(Exercise passage)

Dishonesty, and the Erosion of Intimacy

Dishonesty, and the Erosion of Intimacy

As a sex therapist, something I most often find is that, despite whatever problem has caused the client or the couple to seek my help, their sincere desire is to remain in the relationship.

While the relationship likely began as powerful bonding through sexual and emotional intimacy, over time something has been working beneath the surface to erode that bond. Distance has set in. In order to save the relationship, then, we must uncover the source of that erosion, and deal with it honestly and courageously.

Honesty, however, is not an easy thing to achieve. Many things conspire to divert us from confronting the truth about ourselves. How many times have we heard that we must avoid talking openly about politics, religion, and especially sex if we hope to maintain relationships with our families, our church community, or even our sexual partners? How often have men, in particular, been discouraged from speaking openly about their feelings, about their emotions around sex, or their secret fantasies?

Even the suggestion that we be honest about our desires brings up fear of rejection. If we step outside the accepted boundaries of our religion, we can be excommunicated. If we dare to speak openly about how we feel personally confined by certain gender stereotypes, fear of being shamed by friends or family can shut us down. Conditioned as we are, for instance, by cultural expectations that a man should be ready to engage in sex at any invitation, men can feel humiliated having to admit that access to their sexuality may depend on the situation. The avoidance of admitting and letting one’s intimate partners see this can create many avenues that inhibit male sexual arousal.

We are constantly put in the untenable position of being told that honesty and integrity are important values, and yet our institutions expect us to buckle under to their expectations and demands for “normalcy.” Consciously or unconsciously we have internalized these values. However, as the popular sex therapist and author, Dr. Chris Donaghue, has so eloquently put it in his book, Sex Outside the Lines, normal is not the goal.

(End Exercise passage)

_Complete the following_.
**A.** Rewrite the stretch of the passage on dishonesty and intimacy from "We are constantly" through "not the goal.", putting "communities" in place of "institutions".
**B.** In the passage on dishonesty and intimacy, what is the title of Dr. Chris Donaghue's book?

(Data shown)

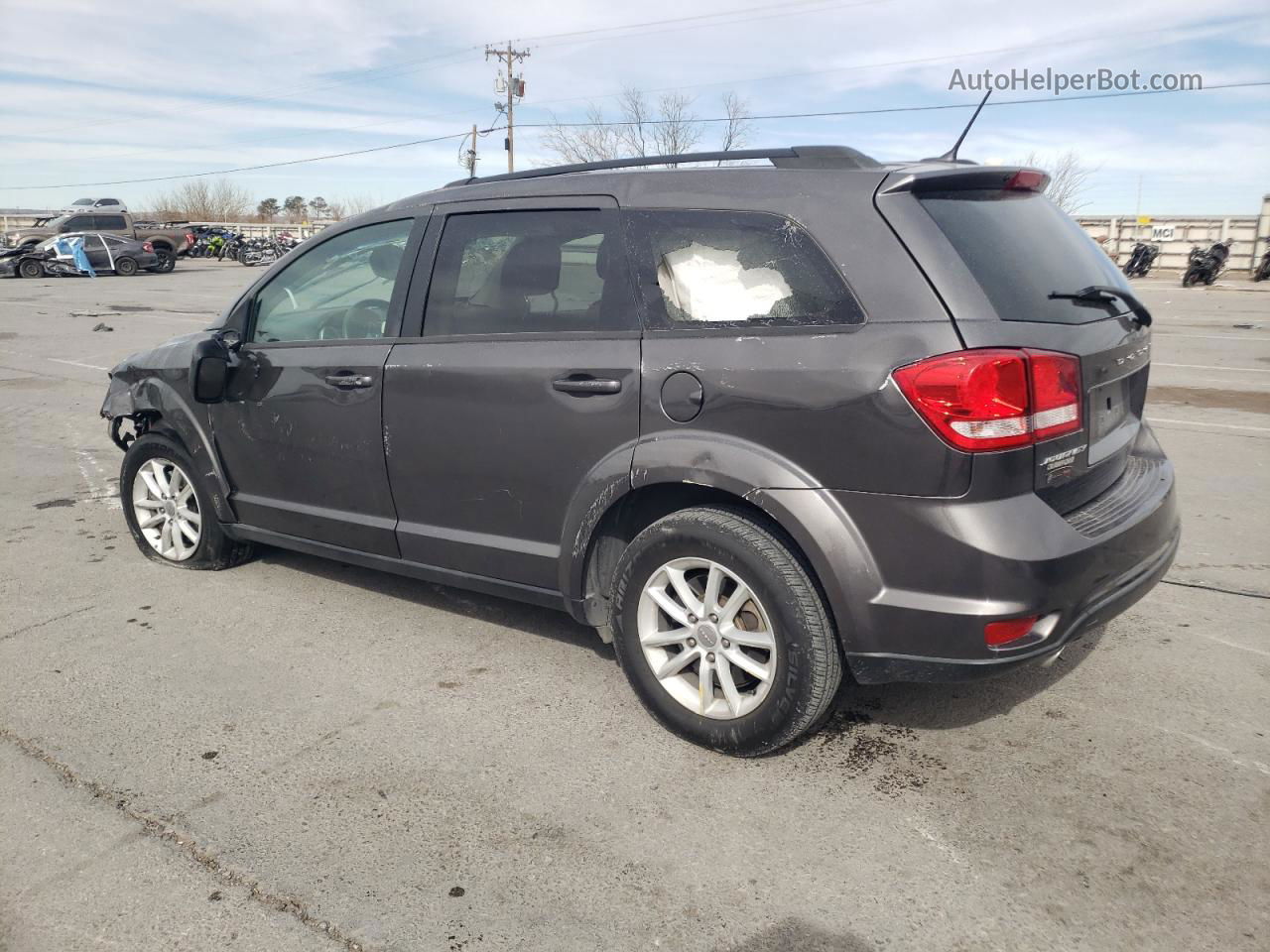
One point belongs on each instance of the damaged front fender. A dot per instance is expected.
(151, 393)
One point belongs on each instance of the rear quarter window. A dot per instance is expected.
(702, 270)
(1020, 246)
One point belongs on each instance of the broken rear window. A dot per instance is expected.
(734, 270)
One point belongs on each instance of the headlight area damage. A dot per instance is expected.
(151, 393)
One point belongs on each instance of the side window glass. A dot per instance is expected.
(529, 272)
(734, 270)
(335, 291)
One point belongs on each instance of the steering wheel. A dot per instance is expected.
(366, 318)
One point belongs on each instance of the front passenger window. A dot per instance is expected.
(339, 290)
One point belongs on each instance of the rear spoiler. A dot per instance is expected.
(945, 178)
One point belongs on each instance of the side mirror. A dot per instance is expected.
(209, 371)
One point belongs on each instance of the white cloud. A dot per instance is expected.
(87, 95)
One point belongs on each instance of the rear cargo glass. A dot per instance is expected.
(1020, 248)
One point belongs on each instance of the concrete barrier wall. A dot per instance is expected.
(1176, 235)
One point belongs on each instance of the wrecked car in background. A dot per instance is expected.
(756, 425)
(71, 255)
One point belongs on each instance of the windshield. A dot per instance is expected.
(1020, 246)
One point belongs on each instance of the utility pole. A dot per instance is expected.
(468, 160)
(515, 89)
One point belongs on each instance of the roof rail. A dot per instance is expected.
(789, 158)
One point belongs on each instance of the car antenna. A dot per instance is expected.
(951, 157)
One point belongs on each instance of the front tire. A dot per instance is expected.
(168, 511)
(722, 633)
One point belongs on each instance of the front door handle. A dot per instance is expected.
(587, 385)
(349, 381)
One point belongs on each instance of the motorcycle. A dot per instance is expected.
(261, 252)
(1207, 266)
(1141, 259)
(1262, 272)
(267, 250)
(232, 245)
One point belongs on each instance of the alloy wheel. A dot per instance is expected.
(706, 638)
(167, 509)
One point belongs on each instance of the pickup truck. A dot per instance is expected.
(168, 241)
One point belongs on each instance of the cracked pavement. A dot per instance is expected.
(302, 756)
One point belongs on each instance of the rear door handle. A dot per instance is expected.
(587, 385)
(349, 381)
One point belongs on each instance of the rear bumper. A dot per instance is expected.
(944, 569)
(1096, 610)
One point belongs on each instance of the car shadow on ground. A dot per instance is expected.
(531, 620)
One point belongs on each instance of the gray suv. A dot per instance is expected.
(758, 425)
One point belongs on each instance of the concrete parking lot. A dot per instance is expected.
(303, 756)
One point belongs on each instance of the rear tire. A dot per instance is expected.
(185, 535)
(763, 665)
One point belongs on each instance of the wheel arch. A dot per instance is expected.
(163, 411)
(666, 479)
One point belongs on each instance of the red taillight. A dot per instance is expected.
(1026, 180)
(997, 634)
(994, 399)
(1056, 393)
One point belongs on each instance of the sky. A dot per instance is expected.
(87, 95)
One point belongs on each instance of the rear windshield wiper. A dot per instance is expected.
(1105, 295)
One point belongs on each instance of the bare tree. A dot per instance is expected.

(End Data shown)

_Answers for the tasks_.
**A.**
We are constantly put in the untenable position of being told that honesty and integrity are important values, and yet our communities expect us to buckle under to their expectations and demands for “normalcy.” Consciously or unconsciously we have internalized these values. However, as the popular sex therapist and author, Dr. Chris Donaghue, has so eloquently put it in his book, Sex Outside the Lines, normal is not the goal.

**B.** Sex Outside the Lines